All I have to say is:









Must be custom destroyed tanks. Or lets see how much we can get outta this customer Aquatics Design. Aye....


----------



## coralbandit (Jul 29, 2012)

keep looking for pumps and a bank to get a loan from;it would seem accorging to the expert you'll need a pump that pushes in excess of 2000 gph to accommodate head(for a 65 gallon aquarium).He 'll probably sell you the chiller you'll need also to cool the tank from the heat generated from such pump.I must be doing it all wrong(for the last 30 years).


----------



## Drwoodchopper (Nov 18, 2012)

RareLiveCorals said:


> Your logic is all wrong, high flow and low flow corals has only to do with placement within your aquarium. there are places that water is flowing heavy and areas where it is flowing slower. The turn over rate has to do with how your aquarium is being filtered. A 1" drain can actually handle 700gph max. My recommendation would be to use 2, 1.5" drains regardless of your flow. why worry about maxing it out. The larger the drain per water flow the quieter it will be going down. You have 2 choices. You could take the pet store advice or the advice of a custom aquarium designer and manufacturer. If you would like I will further help you, just let me know.

### DATA SHOWN
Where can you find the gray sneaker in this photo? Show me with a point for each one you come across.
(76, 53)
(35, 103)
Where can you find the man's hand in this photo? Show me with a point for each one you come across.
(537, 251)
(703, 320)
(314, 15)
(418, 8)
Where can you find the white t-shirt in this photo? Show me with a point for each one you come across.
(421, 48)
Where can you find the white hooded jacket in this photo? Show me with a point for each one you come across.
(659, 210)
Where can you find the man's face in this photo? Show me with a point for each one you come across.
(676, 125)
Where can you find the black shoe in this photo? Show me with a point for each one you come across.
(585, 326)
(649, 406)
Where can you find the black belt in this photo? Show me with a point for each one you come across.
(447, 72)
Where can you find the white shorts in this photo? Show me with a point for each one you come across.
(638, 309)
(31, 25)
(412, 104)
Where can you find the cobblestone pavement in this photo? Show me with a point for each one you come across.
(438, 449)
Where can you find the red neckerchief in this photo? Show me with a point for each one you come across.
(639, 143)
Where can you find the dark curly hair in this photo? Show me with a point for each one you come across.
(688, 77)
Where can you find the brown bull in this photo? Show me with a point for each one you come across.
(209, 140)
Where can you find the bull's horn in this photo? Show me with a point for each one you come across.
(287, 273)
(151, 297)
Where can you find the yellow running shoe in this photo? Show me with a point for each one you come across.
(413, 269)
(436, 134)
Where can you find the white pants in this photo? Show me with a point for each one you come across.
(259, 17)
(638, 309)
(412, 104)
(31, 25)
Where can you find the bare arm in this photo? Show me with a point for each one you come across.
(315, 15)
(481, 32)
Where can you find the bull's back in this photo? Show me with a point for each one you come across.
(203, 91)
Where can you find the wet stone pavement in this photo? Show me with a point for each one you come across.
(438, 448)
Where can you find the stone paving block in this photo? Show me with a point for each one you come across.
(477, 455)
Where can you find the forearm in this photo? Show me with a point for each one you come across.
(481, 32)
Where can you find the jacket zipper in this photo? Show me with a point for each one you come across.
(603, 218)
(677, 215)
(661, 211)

### WHAT TO WORK ON
Continue the forum thread on aquarium drain sizing and pump flow, picking up after its last post.

### OUTPUT OF THE TASK
I got it on the coral placement you just explained good..Thanks 
So is a 3/4" to 1" line on the return still plenty since you are returning it to the tank under pressure?
I definatly only want to attemp to drill the tank once!
So if my returns can handle over 1300+ I should shoot for a pump that can deliver at least 1300gpm on a 65g DT? That would be 20X and idealy a bit higher...right?


----------



## Drwoodchopper (Nov 18, 2012)

Haha. This is good. Just so every one here knows I read all the posts and and weigh the information given. I know some have tons of experince! I am also old enough to understand there might be just possible more than one right way to do things. The pump deal is a big one though. I shure dont want to have to buy more than one pump since this is going to be the smaller of the two tanks I am planning. 
In another thread I said my original plan was to have dual 1" drains at max that would give me 1200-1400gpm personally I think 1400 would be hard to achieve on gravity only without a lage amount of waterweight behind it. I have about a month to get the stuff rounded up for this project as its main purpose is a Chrismas project for me and my two boys. So keep the comments coming! I am not an impulse buyer...sometimes I do over reaserch it though and get more confused! haha Also keep in mind one of my main goals is to have this pretty low maintinence once fully established.
Thanks....all of you!


----------



## Reefing Madness (Aug 12, 2011)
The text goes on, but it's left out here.